━━━━━ ITEMS ━━━━━
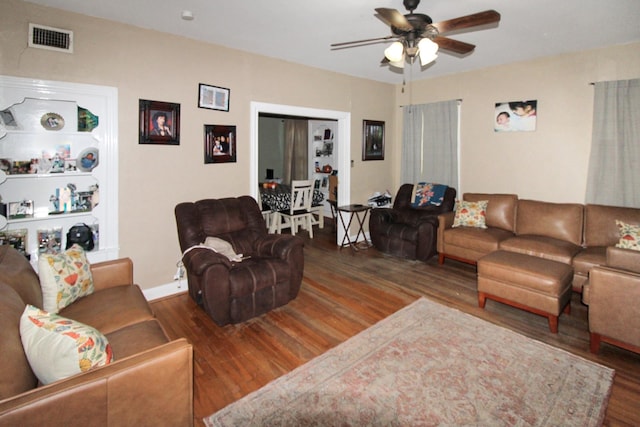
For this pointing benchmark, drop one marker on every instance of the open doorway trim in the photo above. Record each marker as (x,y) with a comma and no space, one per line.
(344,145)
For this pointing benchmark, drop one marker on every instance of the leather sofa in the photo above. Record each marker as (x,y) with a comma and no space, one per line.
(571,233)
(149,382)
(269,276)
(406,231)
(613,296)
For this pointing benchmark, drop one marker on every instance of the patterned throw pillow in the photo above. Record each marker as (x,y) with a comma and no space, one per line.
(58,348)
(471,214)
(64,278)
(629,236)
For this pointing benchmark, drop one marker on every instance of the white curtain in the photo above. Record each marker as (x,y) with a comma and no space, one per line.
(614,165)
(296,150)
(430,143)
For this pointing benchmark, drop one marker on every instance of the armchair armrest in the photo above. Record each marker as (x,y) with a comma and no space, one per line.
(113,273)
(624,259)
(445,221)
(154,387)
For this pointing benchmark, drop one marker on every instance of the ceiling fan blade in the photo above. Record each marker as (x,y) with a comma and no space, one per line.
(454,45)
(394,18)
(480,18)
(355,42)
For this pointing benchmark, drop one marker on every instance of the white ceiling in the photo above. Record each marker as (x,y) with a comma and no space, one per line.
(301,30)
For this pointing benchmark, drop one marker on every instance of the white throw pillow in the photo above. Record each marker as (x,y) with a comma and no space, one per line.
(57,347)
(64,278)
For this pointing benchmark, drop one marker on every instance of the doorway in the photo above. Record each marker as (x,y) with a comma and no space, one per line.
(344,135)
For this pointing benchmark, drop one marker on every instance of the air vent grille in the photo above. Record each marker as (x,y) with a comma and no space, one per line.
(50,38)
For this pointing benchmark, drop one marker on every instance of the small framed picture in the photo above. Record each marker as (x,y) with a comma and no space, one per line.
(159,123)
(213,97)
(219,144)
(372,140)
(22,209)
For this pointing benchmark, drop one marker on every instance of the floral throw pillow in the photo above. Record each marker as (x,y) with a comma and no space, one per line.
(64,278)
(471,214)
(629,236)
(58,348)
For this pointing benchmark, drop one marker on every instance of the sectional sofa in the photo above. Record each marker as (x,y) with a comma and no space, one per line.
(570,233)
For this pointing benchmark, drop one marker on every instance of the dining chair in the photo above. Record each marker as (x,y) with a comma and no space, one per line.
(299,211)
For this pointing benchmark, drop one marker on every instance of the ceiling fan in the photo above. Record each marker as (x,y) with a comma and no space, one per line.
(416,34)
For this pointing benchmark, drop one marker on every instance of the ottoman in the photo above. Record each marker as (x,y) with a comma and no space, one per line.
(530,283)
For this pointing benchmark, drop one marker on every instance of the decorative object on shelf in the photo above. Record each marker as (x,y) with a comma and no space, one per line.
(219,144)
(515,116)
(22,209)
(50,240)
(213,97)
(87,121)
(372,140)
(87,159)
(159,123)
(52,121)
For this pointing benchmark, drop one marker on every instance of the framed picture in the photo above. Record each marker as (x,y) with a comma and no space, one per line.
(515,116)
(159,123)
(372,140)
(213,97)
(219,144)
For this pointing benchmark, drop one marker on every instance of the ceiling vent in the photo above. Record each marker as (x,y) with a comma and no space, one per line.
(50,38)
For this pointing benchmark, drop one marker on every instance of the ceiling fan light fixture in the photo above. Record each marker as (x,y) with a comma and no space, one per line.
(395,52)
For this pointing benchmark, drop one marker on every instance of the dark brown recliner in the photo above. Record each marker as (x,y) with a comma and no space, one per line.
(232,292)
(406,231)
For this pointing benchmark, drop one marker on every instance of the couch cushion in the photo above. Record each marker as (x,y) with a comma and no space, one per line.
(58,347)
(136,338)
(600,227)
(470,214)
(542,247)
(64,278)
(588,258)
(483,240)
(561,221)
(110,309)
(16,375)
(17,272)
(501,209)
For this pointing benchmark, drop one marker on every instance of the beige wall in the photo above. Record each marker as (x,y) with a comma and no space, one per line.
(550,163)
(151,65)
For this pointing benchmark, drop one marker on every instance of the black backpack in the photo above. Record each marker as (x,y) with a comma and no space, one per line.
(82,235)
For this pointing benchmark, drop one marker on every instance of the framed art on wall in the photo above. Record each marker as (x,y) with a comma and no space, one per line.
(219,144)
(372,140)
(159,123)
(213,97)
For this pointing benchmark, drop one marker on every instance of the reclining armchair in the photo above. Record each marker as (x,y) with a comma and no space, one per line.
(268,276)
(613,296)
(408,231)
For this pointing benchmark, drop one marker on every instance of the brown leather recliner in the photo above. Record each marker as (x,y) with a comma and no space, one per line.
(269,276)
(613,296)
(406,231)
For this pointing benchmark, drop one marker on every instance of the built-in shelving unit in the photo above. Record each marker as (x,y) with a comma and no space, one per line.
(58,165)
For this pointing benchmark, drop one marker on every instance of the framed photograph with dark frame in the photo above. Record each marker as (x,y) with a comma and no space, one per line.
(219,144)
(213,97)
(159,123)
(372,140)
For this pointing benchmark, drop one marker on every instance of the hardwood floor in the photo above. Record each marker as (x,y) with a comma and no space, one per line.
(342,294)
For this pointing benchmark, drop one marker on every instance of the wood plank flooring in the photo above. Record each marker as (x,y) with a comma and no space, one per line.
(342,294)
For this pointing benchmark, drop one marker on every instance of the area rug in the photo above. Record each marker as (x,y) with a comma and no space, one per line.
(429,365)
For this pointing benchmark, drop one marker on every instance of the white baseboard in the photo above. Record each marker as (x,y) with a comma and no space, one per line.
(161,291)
━━━━━
# CHALLENGE
Render the stretch from the line containing "of the wood" through the end of the entries as a JSON list of strings, one string per line, leaving out blank lines.

# RESULT OF THIS TASK
[
  "For this pointing benchmark, drop one marker on every instance of the wood plank flooring in the photo above. Record each marker as (x,y) with a comma and no space, one per line.",
  "(342,294)",
  "For this pointing benchmark, drop one marker on every instance of the area rug in the photo above. Record each marker as (x,y) with a comma and no space, one per line.",
  "(429,365)",
  "For this pointing benchmark, drop one marker on every instance of the white baseboard in the photo above. Record each marker as (x,y) with a comma and no space, one per line.",
  "(161,291)"
]